[Labeled-object pointing entries]
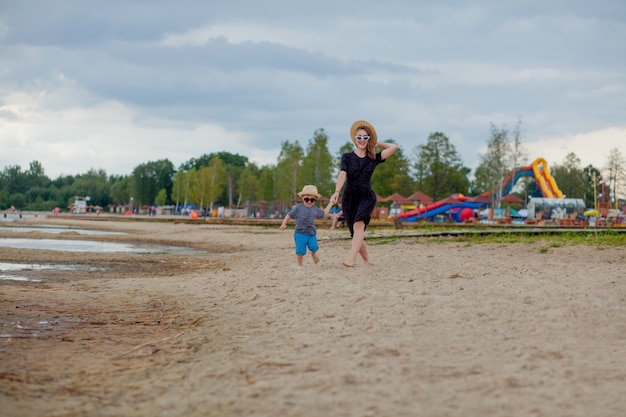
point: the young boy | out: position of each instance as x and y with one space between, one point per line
305 214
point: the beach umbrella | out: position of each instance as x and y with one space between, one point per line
482 198
511 198
421 197
398 199
508 199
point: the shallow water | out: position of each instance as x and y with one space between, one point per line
58 230
91 246
18 267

— DIRECTIONS FOR THIS TASK —
Present as a numbered list the part of the records that opens with the line containing "point: the shallow" and runs through the end of the records, omitting any blank lines.

— RESULT OF THIS TASK —
1. point: the shallow water | out: position of each instance as x and y with one space between, one point per line
2. 58 230
3. 91 246
4. 18 267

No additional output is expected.